*Required work:* Go through the material and pull out every line with the string "below" in it.

*Records for this exercise:*
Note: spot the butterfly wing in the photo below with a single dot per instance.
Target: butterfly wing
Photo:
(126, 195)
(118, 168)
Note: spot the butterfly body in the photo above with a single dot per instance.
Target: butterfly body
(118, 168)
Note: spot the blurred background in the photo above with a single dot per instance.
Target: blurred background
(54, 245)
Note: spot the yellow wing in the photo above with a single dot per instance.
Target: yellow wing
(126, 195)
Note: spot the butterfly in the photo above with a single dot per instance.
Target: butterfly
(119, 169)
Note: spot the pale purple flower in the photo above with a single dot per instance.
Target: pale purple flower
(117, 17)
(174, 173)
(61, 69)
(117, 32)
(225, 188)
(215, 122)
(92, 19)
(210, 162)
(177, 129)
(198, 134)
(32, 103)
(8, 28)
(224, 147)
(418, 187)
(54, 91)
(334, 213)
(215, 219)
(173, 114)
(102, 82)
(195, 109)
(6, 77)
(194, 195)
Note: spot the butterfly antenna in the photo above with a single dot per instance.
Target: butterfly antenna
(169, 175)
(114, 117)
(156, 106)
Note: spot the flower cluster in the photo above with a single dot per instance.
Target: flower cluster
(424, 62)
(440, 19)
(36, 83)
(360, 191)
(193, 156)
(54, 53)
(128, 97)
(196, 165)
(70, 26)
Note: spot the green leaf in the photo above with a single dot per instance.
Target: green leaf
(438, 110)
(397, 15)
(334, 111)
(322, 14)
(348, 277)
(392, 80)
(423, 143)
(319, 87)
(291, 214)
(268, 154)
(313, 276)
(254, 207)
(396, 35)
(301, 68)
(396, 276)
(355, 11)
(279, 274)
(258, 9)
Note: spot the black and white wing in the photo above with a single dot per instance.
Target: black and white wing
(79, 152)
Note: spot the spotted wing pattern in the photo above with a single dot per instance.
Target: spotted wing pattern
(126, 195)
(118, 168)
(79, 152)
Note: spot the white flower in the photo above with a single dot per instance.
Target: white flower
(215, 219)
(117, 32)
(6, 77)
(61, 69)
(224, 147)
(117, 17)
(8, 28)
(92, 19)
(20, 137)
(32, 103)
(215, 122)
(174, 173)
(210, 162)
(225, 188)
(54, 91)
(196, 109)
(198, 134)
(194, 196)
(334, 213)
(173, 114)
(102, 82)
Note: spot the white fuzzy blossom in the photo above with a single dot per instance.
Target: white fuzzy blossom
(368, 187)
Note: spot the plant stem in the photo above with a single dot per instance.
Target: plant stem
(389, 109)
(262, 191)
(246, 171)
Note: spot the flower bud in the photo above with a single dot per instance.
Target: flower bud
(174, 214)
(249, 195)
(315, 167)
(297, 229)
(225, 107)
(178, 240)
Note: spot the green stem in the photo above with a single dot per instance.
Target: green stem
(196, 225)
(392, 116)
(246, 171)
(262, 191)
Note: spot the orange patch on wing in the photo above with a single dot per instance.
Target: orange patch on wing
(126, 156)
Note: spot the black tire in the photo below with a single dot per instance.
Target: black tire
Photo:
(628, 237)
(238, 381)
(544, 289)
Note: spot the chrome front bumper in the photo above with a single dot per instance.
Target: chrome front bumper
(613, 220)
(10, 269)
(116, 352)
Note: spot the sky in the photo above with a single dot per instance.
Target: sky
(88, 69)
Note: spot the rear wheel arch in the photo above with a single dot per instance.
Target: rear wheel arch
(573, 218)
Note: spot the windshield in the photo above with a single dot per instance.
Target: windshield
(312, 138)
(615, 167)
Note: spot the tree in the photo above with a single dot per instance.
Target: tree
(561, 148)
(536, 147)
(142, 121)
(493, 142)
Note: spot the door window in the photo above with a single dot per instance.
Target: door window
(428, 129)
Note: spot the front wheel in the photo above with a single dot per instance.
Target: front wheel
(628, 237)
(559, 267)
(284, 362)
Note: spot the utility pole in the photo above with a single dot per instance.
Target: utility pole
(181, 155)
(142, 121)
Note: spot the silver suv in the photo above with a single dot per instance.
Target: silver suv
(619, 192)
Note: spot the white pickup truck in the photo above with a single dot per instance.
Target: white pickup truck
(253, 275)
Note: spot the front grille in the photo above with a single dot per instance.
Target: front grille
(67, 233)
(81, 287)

*Response:*
Note: spot the butterfly wing in the photo below with a single dot per instance.
Note: spot the black tire in the photo below with a single dot per instance.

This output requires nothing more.